*TEXT SECTION*:

Crown Imperial is an orchestral march by William Walton, commissioned for the coronation of King George VI in Westminster Abbey in 1937. It is in the Pomp and Circumstance tradition, with a brisk opening contrasting with a broad middle section, leading to a resounding conclusion. The work has been heard at subsequent state occasions in the Abbey: the coronation of Queen Elizabeth II in 1953, the wedding of Prince William in 2011 and the coronation of King Charles III in 2023. It has been recorded in its original orchestral form and in arrangements for organ, military band and brass band.

==Background and first performances==

In the 1920s William Walton had been regarded by many as an avant-garde composer, but by the mid-1930s he was seen as in the broad English musical tradition. On the accession of Edward VIII in 1936 the BBC wanted to commission a coronation march in the genre of Elgar's Pomp and Circumstance set. Elgar had died in 1934, and his successor as Britain's best-known composer, Ralph Vaughan Williams, was not given to writing such music. (Note: Vaughan Williams contributed a Te Deum, sung during the service, and described by The Times as "the most important new musical work of this Coronation service".) Kenneth Wright of the BBC's music department wrote to his colleague Julian Herbage in November 1936:

By the time the BBC formally commissioned Walton, in March 1937, King Edward had abdicated and the forthcoming coronation was that of his brother and successor, George VI.

Walton, usually a slow and painstaking worker, wrote Crown Imperial in less than a fortnight. The title may have been drawn from William Dunbar's poem "In Honour of the City of London", which Walton set as a cantata of the same name in 1937; it included the line ‘In beawtie beryng the crone imperial". Walton put those words as a superscription at the head of the march, but he said the inspiration for his title was a speech in Shakespeare's Henry V:

     I am a king that find thee, and I know
     'Tis not the balm, the sceptre and the ball,
     The sword, the mace, the crown imperial,
     The intertissued robe of gold and pearl,
     The farced title running 'fore the king,
     The throne he sits on, nor the tide of pomp
     That beats upon the high shore of this world,
     No, not all these, thrice-gorgeous ceremony,
     Not all these, laid in bed majestical,
     Can sleep so soundly as the wretched slave.

He later drew on the same speech for the title of his 1953 coronation march, amending Sceptre and Ball to Orb and Sceptre. (Note: Walton said he was reserving Bed Majestical for the coronation of King Charles III.)

Before its first public hearing the march was performed on 16 April 1937 in HMV's recording studio. Sir Adrian Boult conducted the BBC Symphony Orchestra. Boult and the BBC orchestra broadcast a live performance from the concert hall of Broadcasting House on 9 May. (Note: Kennedy (p. 93) states that the broadcast was conducted by Clarence Raybould, but the Radio Times and The Times both identify Boult as the conductor.)

The march was performed at the coronation on 12 May 1937, by the "Coronation Orchestra", an ad hoc ensemble of Britain's top orchestral players, conducted by Boult. Crown Imperial was part of the musical programme preceding the service, and was played during the procession of Queen Mary, the dowager queen, into the Abbey.

*SOURCE DATA*:
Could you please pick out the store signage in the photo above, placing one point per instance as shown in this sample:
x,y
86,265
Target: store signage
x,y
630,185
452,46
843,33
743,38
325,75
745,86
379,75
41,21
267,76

*TASK STATEMENT*:
Reproduce verbatim the part of the Crown Imperial text that begins at the words "I am a king" and stops after the words "King Charles III.)".

*SOLUTION*:
I am a king that find thee, and I know
     'Tis not the balm, the sceptre and the ball,
     The sword, the mace, the crown imperial,
     The intertissued robe of gold and pearl,
     The farced title running 'fore the king,
     The throne he sits on, nor the tide of pomp
     That beats upon the high shore of this world,
     No, not all these, thrice-gorgeous ceremony,
     Not all these, laid in bed majestical,
     Can sleep so soundly as the wretched slave.

He later drew on the same speech for the title of his 1953 coronation march, amending Sceptre and Ball to Orb and Sceptre. (Note: Walton said he was reserving Bed Majestical for the coronation of King Charles III.)